TEXT PASSAGE
With dreaming, agents review their past sessions and memory stores, and learn what they did well and what can be improved. The mechanism mimics how dreaming works in humans—when we sleep, our brains review memories and strengthen the ones worth keeping. In case of Claude agents, the dreaming process surfaces patterns a single agent cannot see on its own: recurring mistakes, workflows that agents converge on, preferences shared across a team. Once the agent identifies improvements, it updates its own memory. If you want to learn more about memory and dreaming, the dedicated session does a good job of explaining those concepts, how they work and how to use them.

With outcomes, developers describe what success looks like and what the agent should work towards. A separate grader evaluates the output against those criteria in its own context window, so it is not influenced by the agent’s reasoning. When something is not right, the grader pinpoints what needs to change and the agent takes another pass. The separation between the agent and the grader is the architecturally interesting choice—it treats reliability as a problem solved by adversarial structure rather than by a smarter single model. Together with dreaming, outcomes give agents a self-improvement loop that does not require a human in it.
Anthropic also made a point during the event that the next thing for agents is a move from single agents to multiagent workflows. Amodei described it as a step from improving the productivity of an individual to improving the productivity of teams, and eventually whole organisations. That’s where multiagent orchestration comes in, where a lead agent breaks the job into pieces and delegates each one to a specialist with its own model, prompt, and tools. Boris Cherny, the head of Claude Code, and Jarred Sumner, creator of bun, a popular JavaScript runtime (now part of Anthropic), offered a hint of what this kind of workflow could look like in their live coding demo. Multiple Claude Code agents autonomously picked up issues from GitHub, reproduced them, proposed fixes, tested them, and prepared pull requests, which other agents then reviewed, improved, and readied for merge. Cherny and Sumner triggered the workflow and stepped back; the agents did the rest.
This is the vision Amodei has been pointing to for some time, where not just one but an entire team of AI agents augments what an organisation, a team, or even a single person can do. He even said this could lead to the creation of billion-dollar businesses run by just one person and a team of AI agents, possibly very soon. The demo on stage was a small glimpse, confined to code, of what that might look like in practice.

SOURCE DATA
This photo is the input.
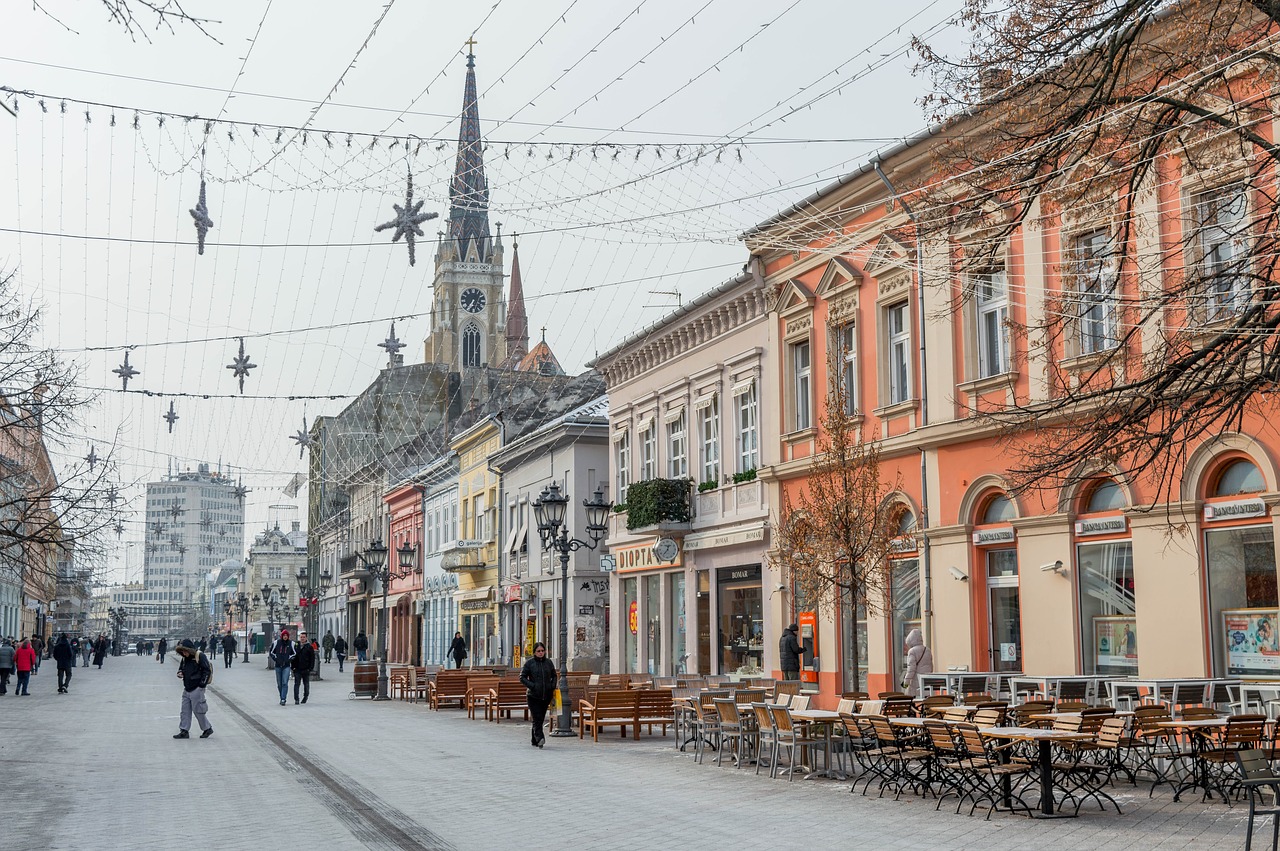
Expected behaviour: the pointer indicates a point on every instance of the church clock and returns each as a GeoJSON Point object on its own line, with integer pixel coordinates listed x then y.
{"type": "Point", "coordinates": [472, 300]}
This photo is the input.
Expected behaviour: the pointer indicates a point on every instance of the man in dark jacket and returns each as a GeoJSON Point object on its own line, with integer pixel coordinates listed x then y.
{"type": "Point", "coordinates": [339, 649]}
{"type": "Point", "coordinates": [790, 652]}
{"type": "Point", "coordinates": [539, 677]}
{"type": "Point", "coordinates": [228, 649]}
{"type": "Point", "coordinates": [302, 663]}
{"type": "Point", "coordinates": [196, 673]}
{"type": "Point", "coordinates": [65, 659]}
{"type": "Point", "coordinates": [282, 655]}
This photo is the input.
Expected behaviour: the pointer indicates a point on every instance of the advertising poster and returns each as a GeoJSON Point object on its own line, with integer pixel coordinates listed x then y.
{"type": "Point", "coordinates": [1251, 641]}
{"type": "Point", "coordinates": [1115, 644]}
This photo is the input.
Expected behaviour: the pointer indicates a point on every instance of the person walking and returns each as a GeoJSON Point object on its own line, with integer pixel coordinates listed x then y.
{"type": "Point", "coordinates": [196, 673]}
{"type": "Point", "coordinates": [228, 649]}
{"type": "Point", "coordinates": [302, 663]}
{"type": "Point", "coordinates": [24, 660]}
{"type": "Point", "coordinates": [458, 649]}
{"type": "Point", "coordinates": [7, 660]}
{"type": "Point", "coordinates": [919, 659]}
{"type": "Point", "coordinates": [361, 645]}
{"type": "Point", "coordinates": [65, 659]}
{"type": "Point", "coordinates": [339, 649]}
{"type": "Point", "coordinates": [790, 652]}
{"type": "Point", "coordinates": [538, 676]}
{"type": "Point", "coordinates": [282, 654]}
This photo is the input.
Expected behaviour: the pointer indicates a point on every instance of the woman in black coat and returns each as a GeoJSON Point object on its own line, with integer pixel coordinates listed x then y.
{"type": "Point", "coordinates": [539, 677]}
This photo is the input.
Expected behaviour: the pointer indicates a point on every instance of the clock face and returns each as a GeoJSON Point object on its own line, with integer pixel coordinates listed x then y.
{"type": "Point", "coordinates": [472, 300]}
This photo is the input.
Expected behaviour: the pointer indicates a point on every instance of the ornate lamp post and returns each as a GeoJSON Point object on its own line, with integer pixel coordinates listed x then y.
{"type": "Point", "coordinates": [549, 509]}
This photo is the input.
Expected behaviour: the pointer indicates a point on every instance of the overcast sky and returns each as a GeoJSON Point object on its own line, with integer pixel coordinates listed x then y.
{"type": "Point", "coordinates": [629, 143]}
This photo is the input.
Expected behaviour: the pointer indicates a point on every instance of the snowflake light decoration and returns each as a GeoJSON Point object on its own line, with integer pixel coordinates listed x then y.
{"type": "Point", "coordinates": [240, 366]}
{"type": "Point", "coordinates": [126, 371]}
{"type": "Point", "coordinates": [204, 224]}
{"type": "Point", "coordinates": [407, 220]}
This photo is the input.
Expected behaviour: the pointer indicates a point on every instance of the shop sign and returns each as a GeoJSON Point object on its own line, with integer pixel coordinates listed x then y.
{"type": "Point", "coordinates": [1235, 509]}
{"type": "Point", "coordinates": [1102, 526]}
{"type": "Point", "coordinates": [639, 558]}
{"type": "Point", "coordinates": [725, 539]}
{"type": "Point", "coordinates": [1251, 643]}
{"type": "Point", "coordinates": [987, 536]}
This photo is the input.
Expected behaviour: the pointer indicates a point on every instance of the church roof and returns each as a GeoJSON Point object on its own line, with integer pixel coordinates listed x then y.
{"type": "Point", "coordinates": [469, 191]}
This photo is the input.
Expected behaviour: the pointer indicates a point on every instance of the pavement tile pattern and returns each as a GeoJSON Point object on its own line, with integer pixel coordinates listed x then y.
{"type": "Point", "coordinates": [97, 768]}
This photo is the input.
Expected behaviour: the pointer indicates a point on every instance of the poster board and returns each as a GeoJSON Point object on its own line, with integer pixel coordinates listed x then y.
{"type": "Point", "coordinates": [1115, 644]}
{"type": "Point", "coordinates": [1251, 641]}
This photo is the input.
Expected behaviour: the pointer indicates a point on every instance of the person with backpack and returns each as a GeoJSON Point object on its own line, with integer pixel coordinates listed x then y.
{"type": "Point", "coordinates": [196, 675]}
{"type": "Point", "coordinates": [282, 654]}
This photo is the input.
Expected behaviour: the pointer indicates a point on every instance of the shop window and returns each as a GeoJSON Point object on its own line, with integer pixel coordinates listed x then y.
{"type": "Point", "coordinates": [999, 509]}
{"type": "Point", "coordinates": [1239, 477]}
{"type": "Point", "coordinates": [1109, 622]}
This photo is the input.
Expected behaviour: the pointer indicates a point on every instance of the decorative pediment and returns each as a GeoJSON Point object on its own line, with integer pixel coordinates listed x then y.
{"type": "Point", "coordinates": [839, 275]}
{"type": "Point", "coordinates": [794, 297]}
{"type": "Point", "coordinates": [887, 255]}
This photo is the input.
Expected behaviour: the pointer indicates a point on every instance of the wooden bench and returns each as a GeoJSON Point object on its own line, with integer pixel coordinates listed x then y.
{"type": "Point", "coordinates": [607, 709]}
{"type": "Point", "coordinates": [654, 707]}
{"type": "Point", "coordinates": [449, 687]}
{"type": "Point", "coordinates": [478, 692]}
{"type": "Point", "coordinates": [506, 698]}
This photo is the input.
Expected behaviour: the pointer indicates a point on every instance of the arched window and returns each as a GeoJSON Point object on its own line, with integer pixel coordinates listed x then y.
{"type": "Point", "coordinates": [999, 509]}
{"type": "Point", "coordinates": [471, 346]}
{"type": "Point", "coordinates": [1239, 477]}
{"type": "Point", "coordinates": [1106, 495]}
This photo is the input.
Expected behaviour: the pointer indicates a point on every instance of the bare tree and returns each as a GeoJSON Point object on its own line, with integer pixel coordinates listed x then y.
{"type": "Point", "coordinates": [1101, 111]}
{"type": "Point", "coordinates": [48, 512]}
{"type": "Point", "coordinates": [833, 538]}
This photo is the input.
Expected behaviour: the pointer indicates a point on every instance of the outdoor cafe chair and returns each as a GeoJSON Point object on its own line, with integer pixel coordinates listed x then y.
{"type": "Point", "coordinates": [1256, 774]}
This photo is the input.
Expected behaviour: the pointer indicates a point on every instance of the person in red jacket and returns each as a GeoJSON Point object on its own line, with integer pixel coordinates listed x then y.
{"type": "Point", "coordinates": [24, 660]}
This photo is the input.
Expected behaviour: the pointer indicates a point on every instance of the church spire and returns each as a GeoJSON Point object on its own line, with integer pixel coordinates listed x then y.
{"type": "Point", "coordinates": [517, 323]}
{"type": "Point", "coordinates": [469, 192]}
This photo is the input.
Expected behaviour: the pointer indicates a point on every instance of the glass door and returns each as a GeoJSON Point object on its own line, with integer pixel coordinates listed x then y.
{"type": "Point", "coordinates": [1004, 611]}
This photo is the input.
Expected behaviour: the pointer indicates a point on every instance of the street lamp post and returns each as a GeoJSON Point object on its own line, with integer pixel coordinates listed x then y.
{"type": "Point", "coordinates": [309, 599]}
{"type": "Point", "coordinates": [549, 509]}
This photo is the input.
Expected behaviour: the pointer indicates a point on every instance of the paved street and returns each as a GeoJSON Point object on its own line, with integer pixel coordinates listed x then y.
{"type": "Point", "coordinates": [97, 769]}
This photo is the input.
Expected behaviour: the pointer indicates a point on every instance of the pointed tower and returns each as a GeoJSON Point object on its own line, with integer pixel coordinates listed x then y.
{"type": "Point", "coordinates": [469, 321]}
{"type": "Point", "coordinates": [517, 323]}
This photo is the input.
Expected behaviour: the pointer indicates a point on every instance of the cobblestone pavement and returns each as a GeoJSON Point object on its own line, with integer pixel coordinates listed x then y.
{"type": "Point", "coordinates": [97, 769]}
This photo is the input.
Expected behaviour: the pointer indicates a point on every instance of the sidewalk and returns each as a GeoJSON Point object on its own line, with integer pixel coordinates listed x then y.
{"type": "Point", "coordinates": [97, 769]}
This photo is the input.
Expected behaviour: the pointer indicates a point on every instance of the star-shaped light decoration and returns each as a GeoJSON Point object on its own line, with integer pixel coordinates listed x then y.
{"type": "Point", "coordinates": [126, 371]}
{"type": "Point", "coordinates": [302, 438]}
{"type": "Point", "coordinates": [240, 366]}
{"type": "Point", "coordinates": [407, 220]}
{"type": "Point", "coordinates": [204, 224]}
{"type": "Point", "coordinates": [391, 343]}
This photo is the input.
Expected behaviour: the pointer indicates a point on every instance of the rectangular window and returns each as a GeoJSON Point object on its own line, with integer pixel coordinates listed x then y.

PROBLEM SET
**1.** In the passage about Claude agents, who is named as the head of Claude Code?
**2.** Write the next part of the passage about Claude agents, picking up right after its final sentence.
Ignore the items entirely; they have nothing to do with the work here.

RESULTS OF THE TASKS
**1.** Boris Cherny.

**2.**
Claude Code, now more autonomous
Claude Code also got new updates. Remote control lets developers start a session in the terminal and continue it on the web or mobile app. A new flicker-free mode makes the terminal nicer to use. The desktop app got a split view, which makes managing multiple parallel sessions much easier. Claude Code is also becoming more autonomous with new auto mode, auto memory, automated code reviews and routines. The last one allows to save multi-step workflows and run them based on a trigger.
Enterprise customers are already pushing in this direction. Cat Wu, head of product for Claude Code, mentioned on stage that Mercado Libre—which has 23,000 engineers—is targeting 90% autonomous coding by Q3 this year. Shopify, and much of the software industry for that matter, is heading the same way.
What still needs work
Several caveats are worth keeping in mind. Although Claude can now write code well, it is weaker on security and verification, and Anthropic identified both as the next areas to tackle. Many of the features announced are in public beta or research preview. From what I could see, the demos all ran on Opus 4.7 at extra-high effort, the most expensive setting available, which is not how most developers will use these tools day to day.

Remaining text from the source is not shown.